● ENTRIES SHOWN:

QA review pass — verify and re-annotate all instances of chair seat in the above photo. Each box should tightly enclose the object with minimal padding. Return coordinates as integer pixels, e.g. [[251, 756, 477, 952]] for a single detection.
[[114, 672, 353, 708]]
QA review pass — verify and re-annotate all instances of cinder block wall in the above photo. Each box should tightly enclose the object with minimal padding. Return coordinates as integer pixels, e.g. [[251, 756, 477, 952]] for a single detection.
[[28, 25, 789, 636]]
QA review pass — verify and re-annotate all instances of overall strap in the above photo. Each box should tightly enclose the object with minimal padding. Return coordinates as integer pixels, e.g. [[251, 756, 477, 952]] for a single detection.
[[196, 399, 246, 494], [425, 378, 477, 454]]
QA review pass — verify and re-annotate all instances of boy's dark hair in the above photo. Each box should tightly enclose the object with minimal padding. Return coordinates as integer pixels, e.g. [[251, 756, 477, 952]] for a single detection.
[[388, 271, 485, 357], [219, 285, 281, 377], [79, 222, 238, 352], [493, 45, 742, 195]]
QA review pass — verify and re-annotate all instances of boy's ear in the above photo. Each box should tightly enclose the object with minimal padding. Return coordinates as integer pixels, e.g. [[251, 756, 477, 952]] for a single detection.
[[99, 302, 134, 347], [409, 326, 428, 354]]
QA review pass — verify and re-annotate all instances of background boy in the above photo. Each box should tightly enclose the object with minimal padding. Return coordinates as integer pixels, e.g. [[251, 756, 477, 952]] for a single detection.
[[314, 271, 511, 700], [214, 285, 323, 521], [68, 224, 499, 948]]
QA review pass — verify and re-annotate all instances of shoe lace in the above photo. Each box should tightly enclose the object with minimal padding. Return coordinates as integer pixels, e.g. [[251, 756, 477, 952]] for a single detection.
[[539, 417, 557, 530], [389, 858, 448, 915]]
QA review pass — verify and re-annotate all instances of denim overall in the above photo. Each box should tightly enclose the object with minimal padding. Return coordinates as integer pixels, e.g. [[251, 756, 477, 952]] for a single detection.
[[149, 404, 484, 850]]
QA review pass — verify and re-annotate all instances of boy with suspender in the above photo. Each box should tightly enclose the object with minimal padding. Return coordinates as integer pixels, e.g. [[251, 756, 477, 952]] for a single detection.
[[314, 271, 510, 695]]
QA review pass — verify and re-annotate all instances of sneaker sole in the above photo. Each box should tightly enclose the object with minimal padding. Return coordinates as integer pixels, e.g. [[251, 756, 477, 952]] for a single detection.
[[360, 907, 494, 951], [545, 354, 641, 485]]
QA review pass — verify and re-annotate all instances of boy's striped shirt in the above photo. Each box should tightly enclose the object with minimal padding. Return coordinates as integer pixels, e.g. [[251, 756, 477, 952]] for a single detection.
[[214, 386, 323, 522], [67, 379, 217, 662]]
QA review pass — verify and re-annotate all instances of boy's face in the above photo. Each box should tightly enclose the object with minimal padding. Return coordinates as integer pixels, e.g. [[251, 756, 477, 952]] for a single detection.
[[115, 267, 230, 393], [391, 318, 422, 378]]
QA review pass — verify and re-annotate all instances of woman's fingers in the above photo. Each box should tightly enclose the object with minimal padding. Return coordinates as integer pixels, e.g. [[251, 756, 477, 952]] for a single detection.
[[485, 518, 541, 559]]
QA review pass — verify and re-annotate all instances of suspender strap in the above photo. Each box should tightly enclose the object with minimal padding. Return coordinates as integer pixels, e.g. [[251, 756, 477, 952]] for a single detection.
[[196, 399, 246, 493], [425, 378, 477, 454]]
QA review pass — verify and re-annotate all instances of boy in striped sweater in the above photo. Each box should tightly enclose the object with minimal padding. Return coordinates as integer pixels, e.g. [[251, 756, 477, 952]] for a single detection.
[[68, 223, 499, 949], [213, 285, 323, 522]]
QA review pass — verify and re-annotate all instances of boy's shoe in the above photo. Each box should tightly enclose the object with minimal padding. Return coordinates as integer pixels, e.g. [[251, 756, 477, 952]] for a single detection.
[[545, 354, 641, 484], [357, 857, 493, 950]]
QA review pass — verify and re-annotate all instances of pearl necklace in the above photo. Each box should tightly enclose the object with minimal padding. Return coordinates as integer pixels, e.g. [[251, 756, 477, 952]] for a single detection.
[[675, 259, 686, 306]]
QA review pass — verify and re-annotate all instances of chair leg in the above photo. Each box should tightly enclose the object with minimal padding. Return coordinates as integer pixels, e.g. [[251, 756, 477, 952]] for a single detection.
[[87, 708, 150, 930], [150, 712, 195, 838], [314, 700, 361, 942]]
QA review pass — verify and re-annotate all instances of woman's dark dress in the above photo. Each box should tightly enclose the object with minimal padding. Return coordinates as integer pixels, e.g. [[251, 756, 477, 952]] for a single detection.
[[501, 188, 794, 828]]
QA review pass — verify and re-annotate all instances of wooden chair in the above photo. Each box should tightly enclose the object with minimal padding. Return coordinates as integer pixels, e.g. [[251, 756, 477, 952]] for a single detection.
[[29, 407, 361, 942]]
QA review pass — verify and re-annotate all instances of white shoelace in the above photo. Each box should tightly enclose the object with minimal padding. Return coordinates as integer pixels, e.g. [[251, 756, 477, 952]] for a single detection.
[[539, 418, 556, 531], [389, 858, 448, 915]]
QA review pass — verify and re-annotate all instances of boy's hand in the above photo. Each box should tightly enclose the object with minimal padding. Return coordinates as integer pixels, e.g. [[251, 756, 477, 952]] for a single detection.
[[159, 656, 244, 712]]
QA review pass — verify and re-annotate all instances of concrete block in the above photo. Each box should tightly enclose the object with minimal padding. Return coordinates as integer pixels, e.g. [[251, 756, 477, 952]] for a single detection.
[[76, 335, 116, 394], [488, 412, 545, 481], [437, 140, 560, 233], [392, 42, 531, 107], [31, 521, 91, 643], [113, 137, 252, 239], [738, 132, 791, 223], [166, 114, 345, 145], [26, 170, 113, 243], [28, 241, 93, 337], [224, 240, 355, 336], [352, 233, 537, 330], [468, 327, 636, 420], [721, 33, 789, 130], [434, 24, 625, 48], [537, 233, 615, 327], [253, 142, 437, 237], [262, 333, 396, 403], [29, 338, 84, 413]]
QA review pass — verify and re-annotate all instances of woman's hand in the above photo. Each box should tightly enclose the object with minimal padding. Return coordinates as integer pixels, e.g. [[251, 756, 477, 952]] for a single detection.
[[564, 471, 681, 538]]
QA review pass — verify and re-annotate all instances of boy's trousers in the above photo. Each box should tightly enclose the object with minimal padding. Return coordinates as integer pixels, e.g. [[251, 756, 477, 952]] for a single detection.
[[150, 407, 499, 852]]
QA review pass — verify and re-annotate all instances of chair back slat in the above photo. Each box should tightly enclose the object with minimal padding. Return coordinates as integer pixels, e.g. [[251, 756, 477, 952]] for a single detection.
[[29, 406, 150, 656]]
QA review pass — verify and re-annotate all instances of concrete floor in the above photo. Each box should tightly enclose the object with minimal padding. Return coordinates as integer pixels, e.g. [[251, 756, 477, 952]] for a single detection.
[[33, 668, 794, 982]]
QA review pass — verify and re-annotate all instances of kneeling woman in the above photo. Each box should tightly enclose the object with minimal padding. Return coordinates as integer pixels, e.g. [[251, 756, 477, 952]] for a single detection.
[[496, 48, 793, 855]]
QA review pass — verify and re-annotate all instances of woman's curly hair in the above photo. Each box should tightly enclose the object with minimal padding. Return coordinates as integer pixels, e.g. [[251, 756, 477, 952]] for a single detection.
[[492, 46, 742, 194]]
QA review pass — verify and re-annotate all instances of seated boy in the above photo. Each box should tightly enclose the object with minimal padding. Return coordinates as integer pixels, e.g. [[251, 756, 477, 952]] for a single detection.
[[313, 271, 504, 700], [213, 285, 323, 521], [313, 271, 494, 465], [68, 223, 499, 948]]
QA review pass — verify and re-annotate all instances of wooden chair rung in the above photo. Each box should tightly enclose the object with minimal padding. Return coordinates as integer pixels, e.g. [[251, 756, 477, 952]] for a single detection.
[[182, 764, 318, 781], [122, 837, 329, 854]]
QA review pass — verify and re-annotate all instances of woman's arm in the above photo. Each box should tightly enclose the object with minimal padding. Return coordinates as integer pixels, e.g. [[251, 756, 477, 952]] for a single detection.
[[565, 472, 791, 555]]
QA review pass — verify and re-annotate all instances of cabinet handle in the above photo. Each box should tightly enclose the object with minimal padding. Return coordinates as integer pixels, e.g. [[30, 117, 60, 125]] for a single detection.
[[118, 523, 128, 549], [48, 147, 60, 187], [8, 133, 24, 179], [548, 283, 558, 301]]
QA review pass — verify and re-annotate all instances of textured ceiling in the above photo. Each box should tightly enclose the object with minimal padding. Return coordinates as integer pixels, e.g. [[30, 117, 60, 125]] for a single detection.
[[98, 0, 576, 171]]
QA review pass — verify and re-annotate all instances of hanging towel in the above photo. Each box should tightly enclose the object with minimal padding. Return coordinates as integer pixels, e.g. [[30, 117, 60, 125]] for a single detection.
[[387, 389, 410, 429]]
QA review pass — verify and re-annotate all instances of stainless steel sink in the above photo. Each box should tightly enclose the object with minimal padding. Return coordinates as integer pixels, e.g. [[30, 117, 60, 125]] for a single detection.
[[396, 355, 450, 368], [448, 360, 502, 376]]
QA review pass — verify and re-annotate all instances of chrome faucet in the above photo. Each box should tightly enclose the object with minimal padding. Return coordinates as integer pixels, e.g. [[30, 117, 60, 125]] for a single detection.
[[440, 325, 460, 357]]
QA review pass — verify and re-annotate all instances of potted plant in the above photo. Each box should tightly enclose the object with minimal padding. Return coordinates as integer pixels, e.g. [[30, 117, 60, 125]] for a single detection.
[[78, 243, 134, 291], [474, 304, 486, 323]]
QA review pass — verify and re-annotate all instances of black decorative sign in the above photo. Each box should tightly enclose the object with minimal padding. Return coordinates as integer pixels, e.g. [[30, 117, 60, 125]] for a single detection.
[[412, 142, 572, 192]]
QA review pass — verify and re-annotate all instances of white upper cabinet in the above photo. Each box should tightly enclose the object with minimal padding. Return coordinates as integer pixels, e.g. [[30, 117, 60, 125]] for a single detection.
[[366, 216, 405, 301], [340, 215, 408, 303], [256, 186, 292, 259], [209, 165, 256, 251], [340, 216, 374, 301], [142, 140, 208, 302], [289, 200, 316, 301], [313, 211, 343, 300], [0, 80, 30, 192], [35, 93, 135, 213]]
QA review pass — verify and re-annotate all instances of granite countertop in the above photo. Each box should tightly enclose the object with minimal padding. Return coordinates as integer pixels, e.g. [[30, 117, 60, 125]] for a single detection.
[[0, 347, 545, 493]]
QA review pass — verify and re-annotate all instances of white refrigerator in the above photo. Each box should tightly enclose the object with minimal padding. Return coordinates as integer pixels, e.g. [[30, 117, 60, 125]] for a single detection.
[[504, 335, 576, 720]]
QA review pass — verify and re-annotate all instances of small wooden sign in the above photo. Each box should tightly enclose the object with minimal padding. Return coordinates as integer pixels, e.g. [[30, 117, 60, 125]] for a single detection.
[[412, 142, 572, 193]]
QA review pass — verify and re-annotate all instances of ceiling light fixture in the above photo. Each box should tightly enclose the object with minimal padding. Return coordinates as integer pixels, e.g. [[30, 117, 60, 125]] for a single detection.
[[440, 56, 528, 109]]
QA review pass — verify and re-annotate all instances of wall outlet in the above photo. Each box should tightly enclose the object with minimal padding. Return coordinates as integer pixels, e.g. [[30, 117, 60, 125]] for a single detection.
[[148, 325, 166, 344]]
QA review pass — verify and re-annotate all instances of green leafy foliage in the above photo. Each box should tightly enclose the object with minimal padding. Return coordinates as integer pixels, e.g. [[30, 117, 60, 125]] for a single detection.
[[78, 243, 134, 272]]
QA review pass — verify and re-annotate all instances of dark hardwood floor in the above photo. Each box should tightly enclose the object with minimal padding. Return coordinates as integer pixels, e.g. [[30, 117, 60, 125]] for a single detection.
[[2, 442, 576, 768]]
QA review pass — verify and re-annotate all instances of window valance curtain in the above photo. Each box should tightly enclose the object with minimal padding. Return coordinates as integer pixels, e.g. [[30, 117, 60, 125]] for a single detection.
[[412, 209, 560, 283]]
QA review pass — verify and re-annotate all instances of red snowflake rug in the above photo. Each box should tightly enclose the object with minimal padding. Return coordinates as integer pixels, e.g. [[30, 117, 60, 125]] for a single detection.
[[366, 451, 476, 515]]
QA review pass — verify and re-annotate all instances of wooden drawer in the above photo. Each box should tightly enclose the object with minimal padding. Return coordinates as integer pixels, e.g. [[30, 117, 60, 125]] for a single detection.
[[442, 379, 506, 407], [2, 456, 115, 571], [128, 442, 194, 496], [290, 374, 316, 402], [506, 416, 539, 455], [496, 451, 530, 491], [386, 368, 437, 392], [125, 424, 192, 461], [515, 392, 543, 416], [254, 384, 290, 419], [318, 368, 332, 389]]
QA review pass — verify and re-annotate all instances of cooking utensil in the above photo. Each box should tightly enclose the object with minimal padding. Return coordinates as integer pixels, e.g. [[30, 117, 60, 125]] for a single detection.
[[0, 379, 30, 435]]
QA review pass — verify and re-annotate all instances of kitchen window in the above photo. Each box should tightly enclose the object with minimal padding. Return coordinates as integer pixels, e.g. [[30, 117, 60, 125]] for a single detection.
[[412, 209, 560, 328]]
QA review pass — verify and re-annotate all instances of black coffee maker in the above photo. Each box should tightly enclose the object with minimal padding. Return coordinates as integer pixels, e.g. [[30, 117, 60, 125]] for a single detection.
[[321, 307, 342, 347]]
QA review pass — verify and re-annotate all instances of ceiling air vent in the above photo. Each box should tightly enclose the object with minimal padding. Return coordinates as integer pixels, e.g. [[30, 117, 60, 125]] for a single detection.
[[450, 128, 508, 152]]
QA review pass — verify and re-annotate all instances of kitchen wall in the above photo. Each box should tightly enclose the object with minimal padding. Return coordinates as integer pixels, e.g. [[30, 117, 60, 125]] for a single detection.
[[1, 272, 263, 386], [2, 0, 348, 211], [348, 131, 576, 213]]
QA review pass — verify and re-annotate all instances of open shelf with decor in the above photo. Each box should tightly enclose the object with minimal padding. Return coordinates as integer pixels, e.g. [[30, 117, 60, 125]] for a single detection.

● EXERCISE INSTRUCTIONS:
Shift the data from the line with "QA review pass — verify and re-annotate all instances of cinder" up to and including the line with "45, 742, 195]]" by writing out every one of those lines again. Add 109 to each bounding box coordinate in the answers, and leave all other text, including the format samples, unchanged.

● FINAL ANSWER:
QA review pass — verify and re-annotate all instances of cinder block wall in the above photo. Each box should tightly enclose the object with minimal padding. Return coordinates as integer pixels, e.g. [[251, 756, 477, 952]] for a single detection.
[[137, 134, 898, 745]]
QA review pass — verify and re-annotate all instances of overall strap in the above photo. Each box should tightly enclose the object with minimal padding. Return coordinates as integer pixels, e.g. [[251, 756, 477, 952]] for a single detection.
[[305, 508, 355, 603], [534, 487, 586, 563]]
QA review pass — verify and re-annotate all instances of boy's dark hair in the above photo. Each box should tightly enclose the object with minimal padding. Return coordinates as integer pixels, e.g. [[251, 756, 477, 952]] for a single detection.
[[497, 380, 594, 466], [328, 394, 390, 486], [188, 331, 347, 461], [602, 154, 851, 304]]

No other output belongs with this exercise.